Records start

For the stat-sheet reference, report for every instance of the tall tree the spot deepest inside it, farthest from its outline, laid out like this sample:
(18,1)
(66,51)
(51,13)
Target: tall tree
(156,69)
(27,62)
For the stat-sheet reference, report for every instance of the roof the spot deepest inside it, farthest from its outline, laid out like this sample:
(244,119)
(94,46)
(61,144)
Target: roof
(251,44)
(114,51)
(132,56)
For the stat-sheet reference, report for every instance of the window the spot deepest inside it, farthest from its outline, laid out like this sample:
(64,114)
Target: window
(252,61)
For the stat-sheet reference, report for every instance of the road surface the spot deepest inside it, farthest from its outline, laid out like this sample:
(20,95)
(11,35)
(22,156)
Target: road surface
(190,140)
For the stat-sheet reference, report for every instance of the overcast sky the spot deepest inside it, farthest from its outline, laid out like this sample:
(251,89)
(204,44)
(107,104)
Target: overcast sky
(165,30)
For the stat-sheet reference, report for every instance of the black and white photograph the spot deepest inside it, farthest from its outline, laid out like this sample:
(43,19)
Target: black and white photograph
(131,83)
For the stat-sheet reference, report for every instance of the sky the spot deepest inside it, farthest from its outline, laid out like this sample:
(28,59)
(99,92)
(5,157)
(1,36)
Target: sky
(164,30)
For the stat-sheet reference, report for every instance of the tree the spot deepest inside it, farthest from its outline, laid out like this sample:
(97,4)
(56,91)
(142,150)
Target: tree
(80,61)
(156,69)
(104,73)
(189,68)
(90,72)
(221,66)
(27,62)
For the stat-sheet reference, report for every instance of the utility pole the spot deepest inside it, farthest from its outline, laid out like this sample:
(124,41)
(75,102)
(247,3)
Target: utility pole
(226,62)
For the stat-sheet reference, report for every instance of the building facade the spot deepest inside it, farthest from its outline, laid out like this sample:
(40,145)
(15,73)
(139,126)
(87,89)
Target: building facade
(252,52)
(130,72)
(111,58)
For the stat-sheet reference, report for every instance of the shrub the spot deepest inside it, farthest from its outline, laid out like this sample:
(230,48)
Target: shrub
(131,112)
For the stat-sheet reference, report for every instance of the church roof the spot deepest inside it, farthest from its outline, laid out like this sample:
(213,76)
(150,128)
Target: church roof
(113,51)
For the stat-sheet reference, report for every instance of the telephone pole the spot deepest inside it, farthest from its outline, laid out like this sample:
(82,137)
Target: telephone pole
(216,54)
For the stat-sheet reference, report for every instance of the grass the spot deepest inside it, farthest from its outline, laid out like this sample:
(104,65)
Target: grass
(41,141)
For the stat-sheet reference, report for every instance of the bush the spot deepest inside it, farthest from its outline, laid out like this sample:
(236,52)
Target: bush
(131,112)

Records end

■ Work required:
Recast every line of the records above as a two-column Markdown table, with Row holding a sequential row number and Text holding that line, and omit blank lines.

■ Complete output:
| Row | Text |
|---|---|
| 1 | For the stat-sheet reference, report for every instance of the tall tree the spot deepest inside it, farthest from its outline, laid out like this sample: |
| 2 | (18,1) |
| 3 | (66,51) |
| 4 | (51,13) |
| 5 | Target: tall tree |
| 6 | (156,69) |
| 7 | (27,62) |
| 8 | For the stat-sheet reference, report for every instance of the roof the spot deepest inside it, farthest from its outline, laid out like this sample: |
| 9 | (244,119) |
| 10 | (94,46) |
| 11 | (61,144) |
| 12 | Target: roof |
| 13 | (251,44) |
| 14 | (114,51) |
| 15 | (132,56) |
| 16 | For the stat-sheet reference, report for every instance of the window the spot deepest inside it, farthest from its outline, laid out like this sample: |
| 17 | (64,114) |
| 18 | Target: window |
| 19 | (252,61) |
| 20 | For the stat-sheet reference, report for every instance of the road surface the spot deepest inside it, farthest from its outline, laid out like this sample: |
| 21 | (20,95) |
| 22 | (11,35) |
| 23 | (22,156) |
| 24 | Target: road surface |
| 25 | (190,140) |
| 26 | For the stat-sheet reference, report for every instance of the overcast sky the spot deepest inside it, farthest from its outline, laid out like this sample: |
| 27 | (251,89) |
| 28 | (204,44) |
| 29 | (107,104) |
| 30 | Target: overcast sky |
| 31 | (165,30) |
| 32 | For the stat-sheet reference, report for every instance of the black and white photograph the spot deepest inside it, farthest from its outline, laid out like this sample: |
| 33 | (43,19) |
| 34 | Target: black and white photograph |
| 35 | (131,83) |
| 36 | For the stat-sheet reference, report for every instance of the sky the spot deepest inside it, farthest from its outline, laid out like this sample: |
| 37 | (28,59) |
| 38 | (99,92) |
| 39 | (5,157) |
| 40 | (1,36) |
| 41 | Target: sky |
| 42 | (164,30) |
| 43 | For the stat-sheet reference, report for every instance of the tree the spot deepest inside it, farthest from its outline, laid out like this sample: |
| 44 | (97,4) |
| 45 | (56,91) |
| 46 | (142,150) |
| 47 | Target: tree |
| 48 | (80,61) |
| 49 | (156,69) |
| 50 | (104,73) |
| 51 | (189,68) |
| 52 | (90,72) |
| 53 | (221,66) |
| 54 | (27,62) |
| 55 | For the stat-sheet reference, report for every instance of the utility pole the spot deepest inside it, farthest from its outline, laid out like this sample: |
| 56 | (124,41) |
| 57 | (75,102) |
| 58 | (247,3) |
| 59 | Target: utility pole |
| 60 | (226,62) |
| 61 | For the stat-sheet reference, report for every instance of the building facade the spot deepest inside it, farthest from its outline, laid out like this sample: |
| 62 | (40,145) |
| 63 | (15,73) |
| 64 | (139,126) |
| 65 | (87,89) |
| 66 | Target: building facade |
| 67 | (252,52) |
| 68 | (130,72) |
| 69 | (111,58) |
| 70 | For the stat-sheet reference, report for every instance of the shrub the spot deepest inside it, farthest from its outline, laid out like this sample: |
| 71 | (230,48) |
| 72 | Target: shrub |
| 73 | (131,112) |
| 74 | For the stat-sheet reference, report for every instance of the church roof the spot deepest inside it, farthest from its outline, laid out like this sample: |
| 75 | (213,76) |
| 76 | (150,128) |
| 77 | Target: church roof |
| 78 | (113,51) |
| 79 | For the stat-sheet reference, report for every instance of the telephone pole the spot deepest inside it, farthest from its outline, laid out like this sample: |
| 80 | (82,137) |
| 81 | Target: telephone pole |
| 82 | (216,54) |
| 83 | For the stat-sheet reference, report for every instance of the grass the spot deepest inside it, farthest from its outline, laid out like this sample: |
| 84 | (104,65) |
| 85 | Target: grass |
| 86 | (41,141) |
| 87 | For the stat-sheet reference, report for every instance of the bush the spot deepest inside it, farthest from its outline, laid out like this sample: |
| 88 | (236,52) |
| 89 | Target: bush |
| 90 | (131,112) |